Convert all of the material below into a two-column CSV with the headers "prompt" and "response": one row per entry, each field enclosed in double quotes and line breaks replaced by spaces. Omit the pictures.

## BEGIN

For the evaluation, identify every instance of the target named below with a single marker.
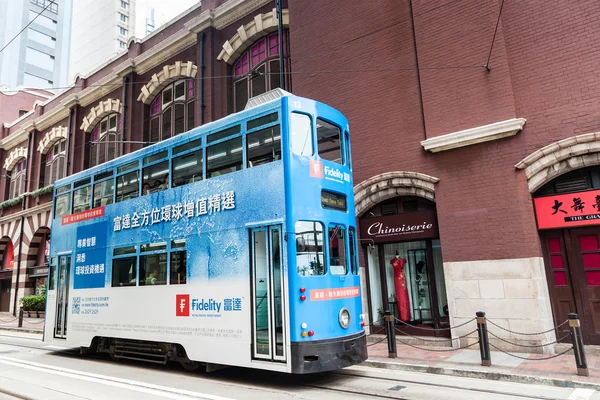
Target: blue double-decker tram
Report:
(232, 244)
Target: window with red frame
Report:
(172, 111)
(256, 71)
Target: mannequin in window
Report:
(401, 289)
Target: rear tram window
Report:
(329, 141)
(128, 186)
(156, 178)
(103, 193)
(224, 158)
(61, 206)
(309, 248)
(353, 255)
(124, 271)
(187, 168)
(263, 146)
(81, 199)
(337, 250)
(301, 134)
(153, 269)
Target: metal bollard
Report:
(389, 326)
(578, 348)
(484, 342)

## END

_Output below_
prompt,response
"For the evaluation, identify every instance of the target named below with a single marker. Target: blue double-decker tram Report:","(232, 244)"
"Target: window with red frame Report:","(172, 111) (256, 71)"
"Target: mannequin in window Report:","(401, 289)"
"Target: rear tram window Report:","(329, 141) (128, 186) (156, 178) (103, 193) (224, 158) (61, 206) (309, 248) (353, 255) (124, 271) (187, 168) (263, 146) (81, 199) (337, 250) (301, 134) (153, 269)"
"Target: metal bollard Report:","(389, 326) (578, 348) (484, 342)"